(Stored data)
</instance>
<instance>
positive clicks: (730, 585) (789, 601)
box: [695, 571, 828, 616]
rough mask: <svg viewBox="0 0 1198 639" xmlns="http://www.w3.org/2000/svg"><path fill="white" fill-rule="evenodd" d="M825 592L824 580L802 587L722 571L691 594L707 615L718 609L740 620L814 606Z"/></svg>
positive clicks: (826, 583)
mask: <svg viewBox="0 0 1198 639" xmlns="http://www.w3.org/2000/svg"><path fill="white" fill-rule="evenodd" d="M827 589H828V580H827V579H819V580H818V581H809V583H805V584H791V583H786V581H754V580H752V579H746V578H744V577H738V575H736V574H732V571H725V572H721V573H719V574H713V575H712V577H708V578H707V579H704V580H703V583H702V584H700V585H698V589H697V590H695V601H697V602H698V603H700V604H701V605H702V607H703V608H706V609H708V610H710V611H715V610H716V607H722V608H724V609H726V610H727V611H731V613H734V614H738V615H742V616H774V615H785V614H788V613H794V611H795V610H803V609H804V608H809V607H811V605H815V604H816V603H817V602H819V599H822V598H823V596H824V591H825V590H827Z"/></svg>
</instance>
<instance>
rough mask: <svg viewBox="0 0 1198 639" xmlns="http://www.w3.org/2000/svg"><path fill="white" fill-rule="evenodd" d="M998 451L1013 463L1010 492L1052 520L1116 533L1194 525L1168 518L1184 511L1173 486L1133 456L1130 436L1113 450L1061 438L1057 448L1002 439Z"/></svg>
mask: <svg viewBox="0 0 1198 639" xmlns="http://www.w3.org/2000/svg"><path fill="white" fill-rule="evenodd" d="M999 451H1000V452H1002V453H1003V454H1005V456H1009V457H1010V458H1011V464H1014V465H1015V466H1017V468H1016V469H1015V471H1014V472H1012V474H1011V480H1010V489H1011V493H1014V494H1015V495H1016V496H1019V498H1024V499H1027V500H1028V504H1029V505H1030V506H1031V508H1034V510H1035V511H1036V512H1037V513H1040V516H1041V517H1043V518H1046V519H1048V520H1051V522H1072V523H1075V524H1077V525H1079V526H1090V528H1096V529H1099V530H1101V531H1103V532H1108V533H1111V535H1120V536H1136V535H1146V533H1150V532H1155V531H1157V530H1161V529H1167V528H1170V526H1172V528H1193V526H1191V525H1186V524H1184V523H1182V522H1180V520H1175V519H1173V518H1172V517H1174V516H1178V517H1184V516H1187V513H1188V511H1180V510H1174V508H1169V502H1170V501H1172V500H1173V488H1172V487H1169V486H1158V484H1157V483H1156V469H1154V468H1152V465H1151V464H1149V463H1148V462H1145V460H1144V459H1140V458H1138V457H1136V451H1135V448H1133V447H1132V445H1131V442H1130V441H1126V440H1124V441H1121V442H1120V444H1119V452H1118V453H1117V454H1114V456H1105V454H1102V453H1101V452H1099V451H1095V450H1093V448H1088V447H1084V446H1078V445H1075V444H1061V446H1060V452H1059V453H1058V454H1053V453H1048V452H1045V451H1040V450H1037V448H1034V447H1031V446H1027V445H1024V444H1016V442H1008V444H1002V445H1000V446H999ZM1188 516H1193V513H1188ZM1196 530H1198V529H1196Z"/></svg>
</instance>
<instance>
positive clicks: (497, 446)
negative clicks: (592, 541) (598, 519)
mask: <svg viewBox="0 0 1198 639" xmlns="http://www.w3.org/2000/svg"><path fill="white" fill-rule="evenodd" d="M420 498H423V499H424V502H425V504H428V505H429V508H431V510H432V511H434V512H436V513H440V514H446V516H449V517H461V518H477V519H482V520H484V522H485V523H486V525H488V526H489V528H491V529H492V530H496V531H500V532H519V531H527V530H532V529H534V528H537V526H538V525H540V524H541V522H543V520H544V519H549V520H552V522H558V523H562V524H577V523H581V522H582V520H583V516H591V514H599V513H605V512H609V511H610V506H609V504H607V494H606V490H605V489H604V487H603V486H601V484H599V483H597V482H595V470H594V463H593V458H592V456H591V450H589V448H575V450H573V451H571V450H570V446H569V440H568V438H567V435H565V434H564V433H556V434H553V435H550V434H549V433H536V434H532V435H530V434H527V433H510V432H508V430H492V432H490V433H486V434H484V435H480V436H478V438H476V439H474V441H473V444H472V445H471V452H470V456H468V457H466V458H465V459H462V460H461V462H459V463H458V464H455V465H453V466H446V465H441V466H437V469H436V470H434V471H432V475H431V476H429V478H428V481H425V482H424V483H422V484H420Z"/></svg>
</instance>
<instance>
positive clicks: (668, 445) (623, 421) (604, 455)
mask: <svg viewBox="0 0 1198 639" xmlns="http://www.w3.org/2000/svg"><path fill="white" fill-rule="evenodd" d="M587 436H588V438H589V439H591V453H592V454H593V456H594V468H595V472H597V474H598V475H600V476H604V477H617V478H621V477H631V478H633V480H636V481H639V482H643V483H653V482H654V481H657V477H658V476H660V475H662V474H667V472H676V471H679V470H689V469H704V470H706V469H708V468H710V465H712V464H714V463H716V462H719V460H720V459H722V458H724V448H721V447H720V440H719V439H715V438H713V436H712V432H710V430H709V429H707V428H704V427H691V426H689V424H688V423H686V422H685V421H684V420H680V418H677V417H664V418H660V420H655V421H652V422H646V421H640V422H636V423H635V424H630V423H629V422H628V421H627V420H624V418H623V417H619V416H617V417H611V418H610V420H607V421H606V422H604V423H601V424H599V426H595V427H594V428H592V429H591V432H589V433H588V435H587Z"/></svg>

◆ Instructions for the task ◆
Here the goal is to repeat each entry exactly.

◆ Written response ◆
</instance>
<instance>
positive clicks: (730, 585) (789, 601)
box: [695, 571, 828, 616]
rough mask: <svg viewBox="0 0 1198 639" xmlns="http://www.w3.org/2000/svg"><path fill="white" fill-rule="evenodd" d="M825 592L824 580L802 587L722 571L691 594L707 615L718 609L740 620L814 606Z"/></svg>
positive clicks: (826, 583)
mask: <svg viewBox="0 0 1198 639" xmlns="http://www.w3.org/2000/svg"><path fill="white" fill-rule="evenodd" d="M827 589H828V580H827V579H819V580H818V581H809V583H805V584H791V583H786V581H754V580H752V579H746V578H744V577H738V575H736V574H732V571H725V572H721V573H719V574H713V575H712V577H708V578H707V579H704V580H703V583H702V584H700V585H698V589H697V590H695V601H697V602H698V603H700V604H701V605H702V607H703V608H706V609H708V610H710V611H715V610H716V607H722V608H724V609H726V610H727V611H731V613H734V614H738V615H742V616H774V615H785V614H788V613H794V611H795V610H803V609H804V608H809V607H811V605H815V604H816V603H817V602H819V599H822V598H823V596H824V591H825V590H827Z"/></svg>
</instance>
<instance>
rough mask: <svg viewBox="0 0 1198 639" xmlns="http://www.w3.org/2000/svg"><path fill="white" fill-rule="evenodd" d="M998 451L1013 463L1010 492L1052 520L1116 533L1194 525L1168 518L1184 511L1173 486L1133 456L1130 436L1113 450L1061 438L1057 448L1002 439Z"/></svg>
mask: <svg viewBox="0 0 1198 639" xmlns="http://www.w3.org/2000/svg"><path fill="white" fill-rule="evenodd" d="M999 451H1000V452H1002V453H1003V454H1005V456H1009V457H1010V458H1011V464H1014V465H1015V466H1017V468H1016V469H1015V471H1014V472H1012V474H1011V480H1010V489H1011V493H1014V494H1015V495H1016V496H1019V498H1024V499H1027V500H1028V504H1029V505H1030V506H1031V508H1034V510H1035V511H1036V512H1037V513H1040V516H1041V517H1043V518H1046V519H1048V520H1051V522H1072V523H1075V524H1077V525H1079V526H1090V528H1096V529H1099V530H1101V531H1103V532H1108V533H1111V535H1120V536H1136V535H1146V533H1150V532H1155V531H1157V530H1161V529H1167V528H1170V526H1172V528H1193V526H1191V525H1186V524H1184V523H1182V522H1180V520H1175V519H1173V518H1172V517H1174V516H1178V517H1184V516H1187V513H1188V511H1180V510H1174V508H1169V502H1170V501H1172V500H1173V488H1172V487H1169V486H1158V484H1157V483H1156V469H1154V468H1152V465H1151V464H1149V463H1148V462H1145V460H1144V459H1140V458H1138V457H1136V451H1135V448H1133V447H1132V445H1131V442H1130V441H1126V440H1124V441H1121V442H1120V444H1119V452H1118V453H1117V454H1114V456H1105V454H1102V453H1101V452H1099V451H1095V450H1093V448H1088V447H1084V446H1078V445H1075V444H1061V446H1060V452H1059V453H1058V454H1053V453H1048V452H1045V451H1040V450H1037V448H1034V447H1031V446H1027V445H1024V444H1016V442H1008V444H1002V445H1000V446H999ZM1188 516H1193V513H1188ZM1196 530H1198V529H1196Z"/></svg>
</instance>
<instance>
positive clicks: (497, 446)
negative clicks: (592, 541) (598, 519)
mask: <svg viewBox="0 0 1198 639" xmlns="http://www.w3.org/2000/svg"><path fill="white" fill-rule="evenodd" d="M420 498H423V499H424V502H425V504H428V505H429V508H431V510H432V511H434V512H436V513H440V514H446V516H449V517H461V518H477V519H482V520H484V522H485V523H486V525H488V526H489V528H491V529H492V530H496V531H500V532H519V531H527V530H532V529H534V528H537V526H538V525H540V524H541V522H543V520H544V519H549V520H552V522H558V523H562V524H577V523H581V522H582V520H583V516H591V514H599V513H605V512H609V511H610V506H609V504H607V494H606V490H605V489H604V487H603V486H601V484H599V483H597V482H595V470H594V463H593V458H592V456H591V450H589V448H575V450H573V451H571V450H570V446H569V440H568V438H567V435H565V434H564V433H556V434H553V435H550V434H549V433H536V434H532V435H530V434H527V433H510V432H508V430H492V432H490V433H486V434H484V435H480V436H478V438H476V439H474V441H473V444H472V445H471V452H470V456H468V457H466V458H465V459H462V460H461V462H459V463H458V464H455V465H453V466H446V465H441V466H437V469H436V470H434V471H432V475H431V476H429V478H428V481H425V482H424V483H422V484H420Z"/></svg>
</instance>
<instance>
positive clicks: (668, 445) (623, 421) (604, 455)
mask: <svg viewBox="0 0 1198 639" xmlns="http://www.w3.org/2000/svg"><path fill="white" fill-rule="evenodd" d="M587 436H588V438H589V439H591V453H592V454H593V456H594V468H595V472H597V474H598V475H600V476H604V477H617V478H621V477H631V478H633V480H636V481H639V482H643V483H653V482H654V481H657V477H658V476H660V475H662V474H667V472H676V471H679V470H689V469H704V470H706V469H708V468H710V465H712V464H714V463H716V462H719V460H720V459H722V458H724V448H721V447H720V440H719V439H715V438H713V436H712V432H710V430H709V429H707V428H704V427H691V426H689V424H688V423H686V422H685V421H684V420H680V418H677V417H664V418H660V420H655V421H652V422H646V421H640V422H636V423H635V424H630V423H629V422H628V421H627V420H624V418H623V417H619V416H617V417H611V418H610V420H607V421H606V422H604V423H601V424H599V426H595V427H594V428H592V429H591V432H589V433H588V435H587Z"/></svg>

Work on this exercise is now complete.